* AIM:
Please reproduce word for word the passage of the artist interview that begins with "Vanessa Notley: I think" and ends with "sort of let go.".
-- Begin EXCERPT PROVIDED --
Vanessa Notley: I always start with drawings. The project I am working on right now, it really has to do with the word vestibule. That sort of halfway house between inside and outside. In English, it is also called a “mudroom”, as it’s where you take off your boots, because there are muddy. For me, the vestibule was this area that is sort in your inner ear, in your eye, and also in a woman’s sexual organ. It is that they are not quite in and not quite out, but it is a place where information can get filtered. So, I started working around the word “vestibule”, and then I started to do drawings of this ear trumpets and all these accessories, that kind of had to do with the sense of hearing. They are fantastic objects. You see this from the eighteenth century, they are really beautiful. I was basically drawing, and at some point, the vestibule can be like a mosaic type. It got the ground, it got the patterns, it got a motive. You got these forms. It is a filter. They started off with drawings and then got to the sculptures. Age of Artists: Where does your inspiration, ideas and topics come from?

Vanessa Notley: Mostly books, I would say. Books, images, scientific drawings and words. There is a certain type of literature that I really like, it is the nineteenth century British literature, where you got these portraits of people, who are, at the same time, incredibly seductive and also very clumsy. I mean the people are, the characters got these two sides to them, that was always something what I liked. Or describing spaces, or objects, or people, or characters, or a situation in this kind of elegant way, really to say something that is kind of naughty. It is easily ten years ago that I tried to illustrate, not really a sentence, but it is the starting point that makes me think about the words, about how they get translated, how they get mistranslated, what’s really being said. A lot comes from books and from reading.

Age of Artists: Are there things that mattered in the past, but not so much anymore today?

Vanessa Notley: I think I am really quite constant. I can get up and go anywhere. I just need a chair and do exactly the same thing. What is not constant obviously is the environment and the people that I am around. That obviously has an influence, but there is nothing that I sort of let go.

Age of Artists: As you mentioned the environment, is there anything else what you need besides a chair?

Vanessa Notley: Really in the end, it is material stuff you need. You need a space, you need a little bit of money to be able to buy stuff, you need some heating when it is cold [laughs]. But apart from that… No. A chair.

Age of Artists: What about daylight for example?
-- End EXCERPT PROVIDED --
-- Begin STORED DATA --
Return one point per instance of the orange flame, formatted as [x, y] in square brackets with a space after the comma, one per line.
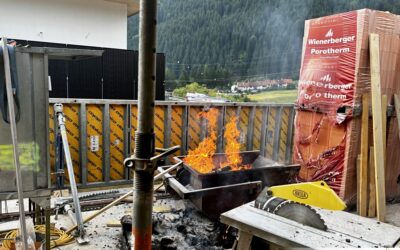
[201, 158]
[232, 145]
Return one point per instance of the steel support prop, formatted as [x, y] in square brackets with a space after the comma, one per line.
[13, 125]
[144, 137]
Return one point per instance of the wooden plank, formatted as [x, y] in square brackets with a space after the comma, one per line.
[377, 125]
[384, 126]
[358, 165]
[363, 181]
[372, 188]
[244, 241]
[285, 232]
[397, 107]
[382, 234]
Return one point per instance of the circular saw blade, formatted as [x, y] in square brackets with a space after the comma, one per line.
[300, 213]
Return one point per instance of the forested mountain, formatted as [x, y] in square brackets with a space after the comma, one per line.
[217, 42]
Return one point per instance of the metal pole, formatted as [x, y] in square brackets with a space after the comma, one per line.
[144, 136]
[58, 109]
[14, 137]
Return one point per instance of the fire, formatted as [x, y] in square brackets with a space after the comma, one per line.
[232, 146]
[201, 158]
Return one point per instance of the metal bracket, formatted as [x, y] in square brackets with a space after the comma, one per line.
[149, 164]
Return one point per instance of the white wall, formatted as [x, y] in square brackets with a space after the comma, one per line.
[82, 22]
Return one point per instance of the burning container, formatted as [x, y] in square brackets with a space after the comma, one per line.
[223, 189]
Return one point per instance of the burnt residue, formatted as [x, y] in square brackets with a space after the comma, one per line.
[184, 228]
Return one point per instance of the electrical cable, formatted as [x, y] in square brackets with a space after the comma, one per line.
[62, 237]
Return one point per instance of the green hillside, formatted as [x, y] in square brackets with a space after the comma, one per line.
[217, 42]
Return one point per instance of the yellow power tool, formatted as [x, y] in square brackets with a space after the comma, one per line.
[296, 202]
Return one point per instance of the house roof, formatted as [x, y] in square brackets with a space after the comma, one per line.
[133, 5]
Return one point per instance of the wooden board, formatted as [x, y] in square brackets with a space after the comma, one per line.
[377, 123]
[371, 188]
[363, 176]
[344, 229]
[397, 108]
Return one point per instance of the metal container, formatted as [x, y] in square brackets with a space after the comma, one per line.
[216, 201]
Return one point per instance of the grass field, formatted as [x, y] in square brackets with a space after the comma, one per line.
[275, 96]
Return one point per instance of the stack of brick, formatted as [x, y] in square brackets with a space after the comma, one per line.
[333, 77]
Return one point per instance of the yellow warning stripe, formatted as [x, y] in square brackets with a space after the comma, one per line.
[134, 116]
[194, 128]
[283, 134]
[176, 126]
[257, 128]
[71, 112]
[159, 126]
[52, 148]
[229, 113]
[95, 129]
[117, 170]
[270, 132]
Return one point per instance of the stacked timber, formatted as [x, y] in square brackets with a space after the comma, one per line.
[334, 75]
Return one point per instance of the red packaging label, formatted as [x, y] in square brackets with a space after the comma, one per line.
[328, 71]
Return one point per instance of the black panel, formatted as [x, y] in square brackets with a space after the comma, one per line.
[85, 78]
[58, 75]
[113, 76]
[160, 77]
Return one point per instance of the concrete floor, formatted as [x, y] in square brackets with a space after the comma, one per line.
[103, 237]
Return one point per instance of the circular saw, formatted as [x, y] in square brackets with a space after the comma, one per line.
[295, 201]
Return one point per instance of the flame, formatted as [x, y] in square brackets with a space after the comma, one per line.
[232, 145]
[201, 158]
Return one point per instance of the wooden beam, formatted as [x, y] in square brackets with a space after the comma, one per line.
[384, 127]
[358, 165]
[363, 181]
[377, 125]
[372, 188]
[397, 107]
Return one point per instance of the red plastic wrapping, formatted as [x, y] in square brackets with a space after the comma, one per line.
[327, 74]
[333, 77]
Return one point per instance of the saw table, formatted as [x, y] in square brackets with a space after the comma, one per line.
[344, 230]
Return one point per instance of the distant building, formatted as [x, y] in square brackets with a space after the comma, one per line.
[98, 23]
[197, 97]
[259, 85]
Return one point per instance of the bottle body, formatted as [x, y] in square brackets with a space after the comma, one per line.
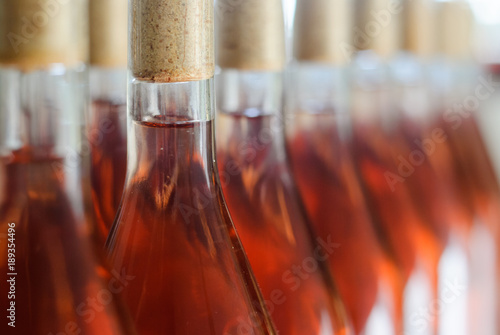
[318, 143]
[108, 139]
[287, 257]
[58, 278]
[173, 230]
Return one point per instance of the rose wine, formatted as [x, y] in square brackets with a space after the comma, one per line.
[332, 195]
[288, 261]
[58, 282]
[108, 139]
[174, 235]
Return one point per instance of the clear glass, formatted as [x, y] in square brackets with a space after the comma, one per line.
[107, 135]
[287, 257]
[58, 281]
[173, 231]
[318, 140]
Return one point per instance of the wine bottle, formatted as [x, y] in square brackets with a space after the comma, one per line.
[173, 232]
[54, 279]
[287, 257]
[108, 116]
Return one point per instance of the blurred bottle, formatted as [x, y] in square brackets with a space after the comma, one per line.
[108, 117]
[173, 231]
[461, 93]
[53, 280]
[318, 137]
[381, 151]
[287, 258]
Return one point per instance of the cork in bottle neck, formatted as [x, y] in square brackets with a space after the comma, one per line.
[172, 40]
[321, 29]
[108, 33]
[455, 30]
[35, 34]
[380, 26]
[420, 27]
[250, 35]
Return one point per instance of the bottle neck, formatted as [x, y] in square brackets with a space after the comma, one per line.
[42, 112]
[170, 134]
[250, 106]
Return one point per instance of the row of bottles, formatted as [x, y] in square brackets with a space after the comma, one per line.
[349, 191]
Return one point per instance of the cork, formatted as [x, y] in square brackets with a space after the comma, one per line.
[250, 35]
[172, 40]
[321, 28]
[37, 33]
[455, 26]
[380, 27]
[420, 28]
[108, 33]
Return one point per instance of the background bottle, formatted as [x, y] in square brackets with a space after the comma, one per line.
[108, 116]
[318, 140]
[53, 280]
[173, 231]
[286, 256]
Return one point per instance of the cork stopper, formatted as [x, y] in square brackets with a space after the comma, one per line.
[251, 35]
[108, 33]
[420, 27]
[455, 26]
[321, 27]
[380, 27]
[35, 34]
[172, 40]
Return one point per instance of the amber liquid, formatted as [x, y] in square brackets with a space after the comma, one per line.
[334, 201]
[174, 234]
[401, 198]
[482, 188]
[287, 260]
[108, 140]
[60, 283]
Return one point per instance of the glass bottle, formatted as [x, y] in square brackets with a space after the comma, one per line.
[53, 280]
[287, 258]
[173, 231]
[108, 116]
[461, 92]
[317, 138]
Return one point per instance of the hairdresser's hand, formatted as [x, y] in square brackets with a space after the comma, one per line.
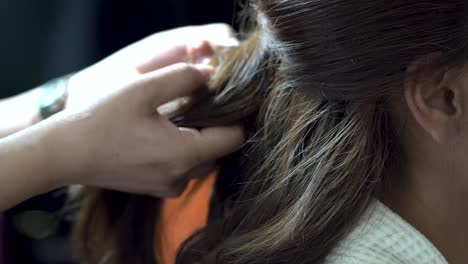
[121, 142]
[147, 55]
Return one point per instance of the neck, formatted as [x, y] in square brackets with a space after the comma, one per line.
[434, 202]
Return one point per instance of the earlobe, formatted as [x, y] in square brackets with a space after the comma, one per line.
[434, 105]
[418, 109]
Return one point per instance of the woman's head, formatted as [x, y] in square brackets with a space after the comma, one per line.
[318, 85]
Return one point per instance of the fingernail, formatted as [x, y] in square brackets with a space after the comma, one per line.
[205, 70]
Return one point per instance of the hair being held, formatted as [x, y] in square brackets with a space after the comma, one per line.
[313, 83]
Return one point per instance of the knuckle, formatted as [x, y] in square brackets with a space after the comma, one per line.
[176, 190]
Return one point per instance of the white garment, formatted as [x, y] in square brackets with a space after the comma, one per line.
[381, 236]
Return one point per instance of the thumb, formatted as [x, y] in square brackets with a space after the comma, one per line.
[210, 144]
[172, 82]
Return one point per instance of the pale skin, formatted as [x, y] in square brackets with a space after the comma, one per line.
[114, 137]
[432, 194]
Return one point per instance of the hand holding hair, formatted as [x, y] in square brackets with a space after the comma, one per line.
[115, 138]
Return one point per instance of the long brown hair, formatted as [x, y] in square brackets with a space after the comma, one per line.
[313, 83]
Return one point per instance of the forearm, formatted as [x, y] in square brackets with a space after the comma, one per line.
[27, 166]
[18, 112]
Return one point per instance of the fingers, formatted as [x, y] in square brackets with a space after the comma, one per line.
[201, 170]
[179, 53]
[179, 49]
[210, 144]
[172, 82]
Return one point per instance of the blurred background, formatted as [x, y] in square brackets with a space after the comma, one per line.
[44, 39]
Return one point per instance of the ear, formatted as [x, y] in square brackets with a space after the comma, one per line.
[436, 103]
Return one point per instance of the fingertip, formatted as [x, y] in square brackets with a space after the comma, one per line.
[205, 70]
[199, 51]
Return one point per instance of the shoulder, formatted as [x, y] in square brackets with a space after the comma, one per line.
[381, 236]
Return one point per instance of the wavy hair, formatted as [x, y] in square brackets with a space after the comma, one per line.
[314, 84]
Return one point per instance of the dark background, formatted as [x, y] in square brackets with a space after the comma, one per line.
[40, 40]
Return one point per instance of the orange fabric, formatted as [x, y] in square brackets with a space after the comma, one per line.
[181, 217]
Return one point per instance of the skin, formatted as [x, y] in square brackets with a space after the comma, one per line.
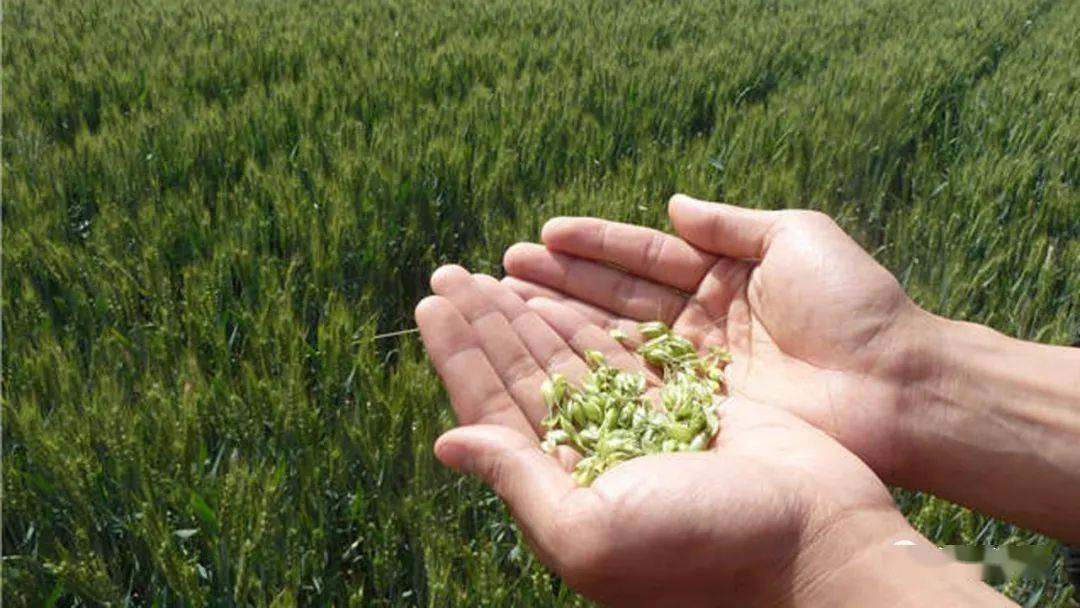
-- End STORED DATA --
* EXERCISE OUTPUT:
Vanessa Notley: I think I am really quite constant. I can get up and go anywhere. I just need a chair and do exactly the same thing. What is not constant obviously is the environment and the people that I am around. That obviously has an influence, but there is nothing that I sort of let go.